[start of Dataset records]
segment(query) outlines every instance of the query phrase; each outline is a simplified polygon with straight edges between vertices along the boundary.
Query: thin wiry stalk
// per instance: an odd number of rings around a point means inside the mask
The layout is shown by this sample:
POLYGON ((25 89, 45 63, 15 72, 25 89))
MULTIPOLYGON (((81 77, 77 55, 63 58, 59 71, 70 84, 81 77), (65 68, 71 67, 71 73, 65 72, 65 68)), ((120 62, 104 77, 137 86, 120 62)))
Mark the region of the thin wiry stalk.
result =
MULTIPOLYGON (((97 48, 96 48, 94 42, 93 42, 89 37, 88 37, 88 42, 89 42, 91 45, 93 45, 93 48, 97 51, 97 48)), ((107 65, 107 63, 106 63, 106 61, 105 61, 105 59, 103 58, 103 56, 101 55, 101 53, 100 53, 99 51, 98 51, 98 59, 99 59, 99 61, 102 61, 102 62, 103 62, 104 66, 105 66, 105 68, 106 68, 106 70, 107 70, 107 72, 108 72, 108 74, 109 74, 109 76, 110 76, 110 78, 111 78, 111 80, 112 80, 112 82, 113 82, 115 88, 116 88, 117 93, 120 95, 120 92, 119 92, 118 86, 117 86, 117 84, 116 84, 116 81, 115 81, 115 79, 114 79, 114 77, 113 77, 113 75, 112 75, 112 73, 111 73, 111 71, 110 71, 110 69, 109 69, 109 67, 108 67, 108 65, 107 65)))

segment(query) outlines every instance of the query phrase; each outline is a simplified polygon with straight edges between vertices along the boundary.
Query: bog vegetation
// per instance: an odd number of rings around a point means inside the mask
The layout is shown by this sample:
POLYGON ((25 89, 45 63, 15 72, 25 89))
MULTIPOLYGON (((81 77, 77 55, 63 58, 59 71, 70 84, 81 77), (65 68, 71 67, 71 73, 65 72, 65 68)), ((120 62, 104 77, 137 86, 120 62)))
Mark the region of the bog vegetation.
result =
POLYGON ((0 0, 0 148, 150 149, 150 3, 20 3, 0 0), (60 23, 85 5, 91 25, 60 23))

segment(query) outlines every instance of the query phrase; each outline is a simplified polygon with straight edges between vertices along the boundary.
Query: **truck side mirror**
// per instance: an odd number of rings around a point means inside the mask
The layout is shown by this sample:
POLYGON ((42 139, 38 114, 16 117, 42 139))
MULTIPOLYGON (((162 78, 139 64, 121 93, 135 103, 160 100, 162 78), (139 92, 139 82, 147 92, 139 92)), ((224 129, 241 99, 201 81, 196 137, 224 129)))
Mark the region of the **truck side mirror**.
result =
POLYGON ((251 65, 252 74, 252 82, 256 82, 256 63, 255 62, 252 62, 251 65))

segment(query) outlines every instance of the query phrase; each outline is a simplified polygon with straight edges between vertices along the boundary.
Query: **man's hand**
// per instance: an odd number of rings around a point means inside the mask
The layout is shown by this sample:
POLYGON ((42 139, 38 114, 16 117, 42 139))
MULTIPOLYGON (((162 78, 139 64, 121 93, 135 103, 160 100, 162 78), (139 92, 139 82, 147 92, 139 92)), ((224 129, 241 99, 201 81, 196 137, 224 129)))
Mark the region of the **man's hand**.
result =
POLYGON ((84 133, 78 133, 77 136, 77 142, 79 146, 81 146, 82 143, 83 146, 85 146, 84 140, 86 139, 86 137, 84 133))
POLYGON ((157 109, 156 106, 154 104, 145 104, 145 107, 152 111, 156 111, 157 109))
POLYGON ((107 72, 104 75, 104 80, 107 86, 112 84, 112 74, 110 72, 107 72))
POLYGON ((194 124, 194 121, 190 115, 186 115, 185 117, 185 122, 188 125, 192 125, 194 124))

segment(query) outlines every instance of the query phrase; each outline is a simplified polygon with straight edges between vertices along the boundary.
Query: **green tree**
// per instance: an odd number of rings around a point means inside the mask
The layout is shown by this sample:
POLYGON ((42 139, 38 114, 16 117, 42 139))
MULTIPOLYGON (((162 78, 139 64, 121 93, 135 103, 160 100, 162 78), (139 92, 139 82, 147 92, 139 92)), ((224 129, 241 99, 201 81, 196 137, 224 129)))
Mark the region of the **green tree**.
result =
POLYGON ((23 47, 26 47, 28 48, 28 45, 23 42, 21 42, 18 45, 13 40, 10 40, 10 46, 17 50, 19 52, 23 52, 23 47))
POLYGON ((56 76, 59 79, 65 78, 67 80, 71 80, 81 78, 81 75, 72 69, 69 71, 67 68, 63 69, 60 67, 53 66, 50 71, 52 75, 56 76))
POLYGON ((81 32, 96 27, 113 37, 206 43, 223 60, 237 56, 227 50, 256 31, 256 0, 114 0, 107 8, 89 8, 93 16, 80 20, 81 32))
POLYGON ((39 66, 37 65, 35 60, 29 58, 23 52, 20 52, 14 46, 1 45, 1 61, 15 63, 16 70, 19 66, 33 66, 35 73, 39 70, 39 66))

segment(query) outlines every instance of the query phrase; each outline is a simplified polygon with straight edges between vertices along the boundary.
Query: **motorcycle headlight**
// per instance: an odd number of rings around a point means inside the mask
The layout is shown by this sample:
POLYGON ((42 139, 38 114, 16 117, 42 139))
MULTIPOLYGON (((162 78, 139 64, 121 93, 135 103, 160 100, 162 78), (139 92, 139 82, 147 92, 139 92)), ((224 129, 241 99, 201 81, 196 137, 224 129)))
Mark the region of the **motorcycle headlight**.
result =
[end of Dataset records]
**Aim of the task**: Collect every line of the listing above that contains the string "stalk".

**The output**:
Query: thin wiry stalk
Mark the region of the thin wiry stalk.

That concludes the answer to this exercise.